SUMMARY OF THE INVENTION

There is provided a method for phase extraction between coupled atom interferometers using ellipse-specific fitting. The method includes fitting an ellipse to data representing a first gravimeter measurement and a second gravimeter measurement, and determining a phase shift between the first gravimeter measurement and the second gravimeter measurement based on a spread of the data around the ellipse.

The first gravimeter measurement and the second gravimeter measurement are sinusoidal signals with a relative phase difference. Fitting the ellipse to the data includes finding algebraic coefficients that minimize a sum of squared algebraic distances to a conic for the data.

The first gravimeter measurement is provided by a first gravimeter and the second gravimeter measurement is provided by a second gravimeter. Each of the first and second gravimeters includes a laser for a phase reference.

The first gravimeter measurement and the second gravimeter measurement are taken from a sample mass, and the method further includes applying a magnetic pulse to the sample mass for biasing the phase shift.

= = = = =

* Required task A
Revise the part of the invention summary that opens with the words containing "The first gravimeter measurement is" and closes with "the phase shift.", replacing "magnetic pulse" with "microwave pulse".
* Required task B
Answer these questions from the invention summary:
(i) What kind of signals are the first and second gravimeter measurements?
(ii) What does each gravimeter include for a phase reference?
(iii) Based on what is the phase shift between the two measurements determined?

* Dataset entries
= = = = =

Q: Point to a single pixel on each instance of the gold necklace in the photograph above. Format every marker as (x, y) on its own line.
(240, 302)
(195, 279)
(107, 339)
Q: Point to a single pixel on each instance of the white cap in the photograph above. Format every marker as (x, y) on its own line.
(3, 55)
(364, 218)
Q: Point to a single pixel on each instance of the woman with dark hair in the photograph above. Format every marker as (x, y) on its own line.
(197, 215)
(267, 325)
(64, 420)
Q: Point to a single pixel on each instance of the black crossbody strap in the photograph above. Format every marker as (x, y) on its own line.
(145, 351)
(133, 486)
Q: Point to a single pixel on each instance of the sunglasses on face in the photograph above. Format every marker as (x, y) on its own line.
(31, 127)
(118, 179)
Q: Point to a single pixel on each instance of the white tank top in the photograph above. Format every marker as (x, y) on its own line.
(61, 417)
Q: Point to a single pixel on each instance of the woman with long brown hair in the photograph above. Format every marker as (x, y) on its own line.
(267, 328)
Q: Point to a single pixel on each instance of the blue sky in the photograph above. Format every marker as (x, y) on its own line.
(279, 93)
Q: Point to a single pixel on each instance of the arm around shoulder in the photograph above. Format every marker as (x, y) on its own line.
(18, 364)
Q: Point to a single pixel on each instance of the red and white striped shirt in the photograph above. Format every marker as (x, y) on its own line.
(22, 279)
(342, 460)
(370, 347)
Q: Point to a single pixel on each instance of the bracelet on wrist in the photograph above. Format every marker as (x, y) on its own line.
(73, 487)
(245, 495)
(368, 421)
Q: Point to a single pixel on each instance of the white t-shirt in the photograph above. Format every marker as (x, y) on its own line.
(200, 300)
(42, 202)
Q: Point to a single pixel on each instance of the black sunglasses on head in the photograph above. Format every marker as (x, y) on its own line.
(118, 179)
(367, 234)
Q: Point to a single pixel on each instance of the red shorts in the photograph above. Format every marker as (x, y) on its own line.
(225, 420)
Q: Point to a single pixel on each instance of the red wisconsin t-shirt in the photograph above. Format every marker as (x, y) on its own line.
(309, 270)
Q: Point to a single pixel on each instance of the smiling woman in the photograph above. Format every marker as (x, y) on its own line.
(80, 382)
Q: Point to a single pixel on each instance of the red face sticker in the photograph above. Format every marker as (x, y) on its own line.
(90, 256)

= = = = =

* Expected output A
The first gravimeter measurement is provided by a first gravimeter and the second gravimeter measurement is provided by a second gravimeter. Each of the first and second gravimeters includes a laser for a phase reference.

The first gravimeter measurement and the second gravimeter measurement are taken from a sample mass, and the method further includes applying a microwave pulse to the sample mass for biasing the phase shift.

* Expected output B
(i) Sinusoidal signals with a relative phase difference.
(ii) A laser.
(iii) The spread of the data around the ellipse.